Work to complete
Please continue the Zhang Cang article from where it stops.

= Zhang Cang =

Zhang Cang 張蒼 (253–152 BC) was a Chinese military general, philosopher, and politician during the Western Han dynasty. He was the representative thinker of the Yin-Yang School, as well as a Confucian scholar, army general and prime-minister under Liu Bang (Han Gaozu, the founder of the Han dynasty). Evidence on his life is contained in the Book of Han and some other sources.

==Early life==
Zhang Cang was born in Yangwu 陽武 (present day Yuanyang, Henan Province).

In his youth, Zhang studied in Xun Kuang's circle, which was known for teaching prominent figures such as Han Fei and Li Si. When the state of Qin conquered other vassal states of the Zhou dynasty, he came to Qin's capital Xianyang and became an official to manage the imperial books. During the rule of Er Shi huang, Zhang Cang broke the imperial law and fled to his hometown. At that time, people, and the nobles of the former six vassal states rose up against the Qin's rule. Liu Bang, a general from Chu, was ordered by King Huai of Chu to lead his army westward. Zhang Cang enrolled Liu Bang's troops upon their passing of Yangwu.

Coordinate labeling data:
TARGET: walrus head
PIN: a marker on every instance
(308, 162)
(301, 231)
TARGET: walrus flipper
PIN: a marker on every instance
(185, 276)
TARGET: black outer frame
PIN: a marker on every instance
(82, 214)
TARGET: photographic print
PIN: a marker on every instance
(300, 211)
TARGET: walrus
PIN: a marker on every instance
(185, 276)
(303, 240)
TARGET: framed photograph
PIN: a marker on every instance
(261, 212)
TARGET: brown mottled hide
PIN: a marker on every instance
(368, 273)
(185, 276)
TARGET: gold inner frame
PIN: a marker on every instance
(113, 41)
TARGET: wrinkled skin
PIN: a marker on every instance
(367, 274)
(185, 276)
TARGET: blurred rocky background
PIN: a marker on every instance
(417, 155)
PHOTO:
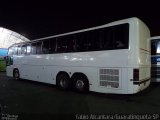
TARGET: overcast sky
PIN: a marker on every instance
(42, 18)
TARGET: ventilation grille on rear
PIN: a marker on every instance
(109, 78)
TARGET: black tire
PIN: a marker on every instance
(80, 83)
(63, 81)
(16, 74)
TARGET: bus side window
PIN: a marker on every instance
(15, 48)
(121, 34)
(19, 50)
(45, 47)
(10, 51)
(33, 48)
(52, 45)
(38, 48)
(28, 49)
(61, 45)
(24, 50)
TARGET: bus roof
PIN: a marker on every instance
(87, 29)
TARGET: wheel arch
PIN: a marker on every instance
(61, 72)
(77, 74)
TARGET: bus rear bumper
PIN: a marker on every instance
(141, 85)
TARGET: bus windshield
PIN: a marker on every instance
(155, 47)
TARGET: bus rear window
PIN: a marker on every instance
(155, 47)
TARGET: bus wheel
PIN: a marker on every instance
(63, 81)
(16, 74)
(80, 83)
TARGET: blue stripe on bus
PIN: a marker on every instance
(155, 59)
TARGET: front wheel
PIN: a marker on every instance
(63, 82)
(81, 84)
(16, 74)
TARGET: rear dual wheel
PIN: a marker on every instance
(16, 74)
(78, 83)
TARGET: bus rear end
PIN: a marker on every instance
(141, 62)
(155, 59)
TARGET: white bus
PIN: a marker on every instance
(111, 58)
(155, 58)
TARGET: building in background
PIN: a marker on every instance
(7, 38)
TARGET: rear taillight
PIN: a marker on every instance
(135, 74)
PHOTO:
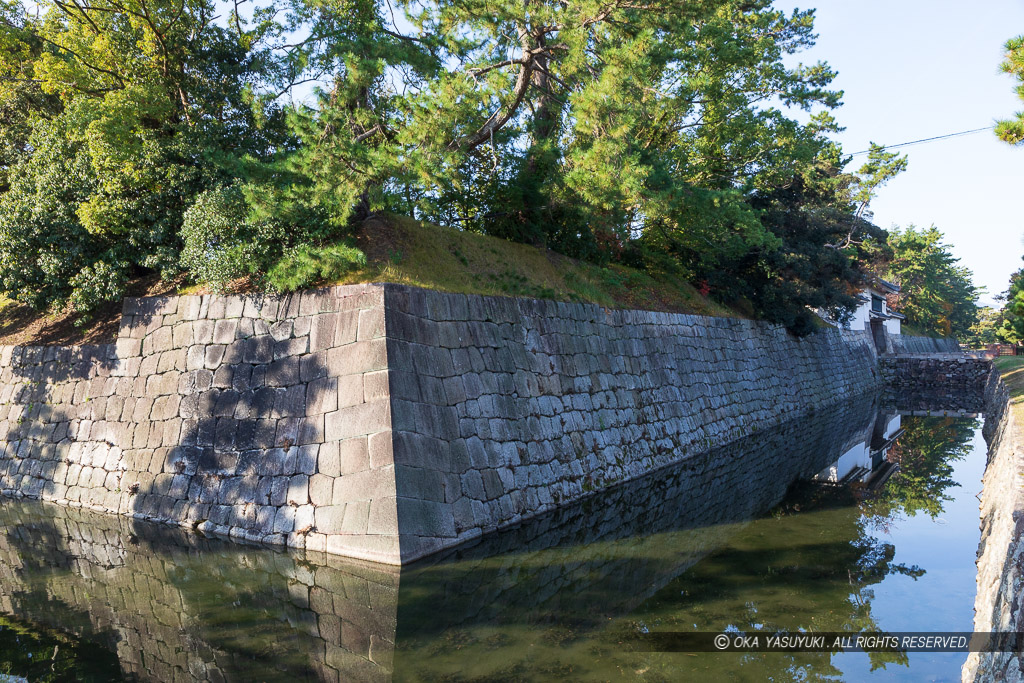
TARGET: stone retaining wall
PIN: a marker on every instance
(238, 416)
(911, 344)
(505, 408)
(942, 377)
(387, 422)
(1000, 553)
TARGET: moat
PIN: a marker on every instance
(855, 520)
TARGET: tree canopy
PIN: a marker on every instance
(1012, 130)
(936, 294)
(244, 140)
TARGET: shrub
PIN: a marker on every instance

* * *

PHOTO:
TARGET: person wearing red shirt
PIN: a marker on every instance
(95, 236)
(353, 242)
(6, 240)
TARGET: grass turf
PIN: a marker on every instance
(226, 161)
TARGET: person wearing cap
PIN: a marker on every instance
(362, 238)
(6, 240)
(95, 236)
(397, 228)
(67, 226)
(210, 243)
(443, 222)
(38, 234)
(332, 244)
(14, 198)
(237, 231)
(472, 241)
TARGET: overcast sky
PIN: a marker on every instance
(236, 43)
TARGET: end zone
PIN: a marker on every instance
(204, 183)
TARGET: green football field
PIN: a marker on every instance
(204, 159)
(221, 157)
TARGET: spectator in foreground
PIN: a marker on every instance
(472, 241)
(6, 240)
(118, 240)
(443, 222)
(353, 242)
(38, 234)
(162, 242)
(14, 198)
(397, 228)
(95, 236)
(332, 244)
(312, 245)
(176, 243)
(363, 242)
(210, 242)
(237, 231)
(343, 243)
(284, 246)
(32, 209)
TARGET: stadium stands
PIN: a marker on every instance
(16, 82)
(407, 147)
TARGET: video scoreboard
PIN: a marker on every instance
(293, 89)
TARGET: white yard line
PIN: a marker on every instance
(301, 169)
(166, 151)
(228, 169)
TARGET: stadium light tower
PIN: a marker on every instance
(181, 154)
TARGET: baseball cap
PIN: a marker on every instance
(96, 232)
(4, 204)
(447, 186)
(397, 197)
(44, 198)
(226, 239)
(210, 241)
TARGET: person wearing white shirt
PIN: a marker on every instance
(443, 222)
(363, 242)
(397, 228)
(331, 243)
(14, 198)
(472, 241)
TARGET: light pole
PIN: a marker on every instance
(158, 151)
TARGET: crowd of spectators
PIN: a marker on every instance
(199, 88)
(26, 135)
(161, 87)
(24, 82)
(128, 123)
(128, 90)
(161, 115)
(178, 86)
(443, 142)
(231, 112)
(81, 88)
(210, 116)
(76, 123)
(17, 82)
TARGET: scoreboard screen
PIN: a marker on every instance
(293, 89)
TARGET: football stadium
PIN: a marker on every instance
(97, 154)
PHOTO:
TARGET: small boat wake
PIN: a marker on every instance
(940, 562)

Result
== Military career ==
Zhang Cang became a general in Liu Bang's army and arrived in Nanyang. When the Chu troops attacked Nanyang, Zhang's misbehavior became the reason for his condemnation to death. However, he was saved by Wang Ling (王陵), an old friend of Liu Bang and the commander-in-chief, who later succeeded Cao Can on the post of prime minister of the Han Empire. Zhang Cang appreciated Wang Ling greatly from that day on, and regarded him as his father. Later on, after becoming the prime minister, Zhang would always visit Wang Ling's residence after court meeting to care Wang Ling's wife as his mother after Wang Ling died. According to the Book of Han, Wang Ling saw the stripped Zhang Cang on the spot of execution and wondered at his impressively tall and beautiful body and persuaded Liu Bang to spare Zhang.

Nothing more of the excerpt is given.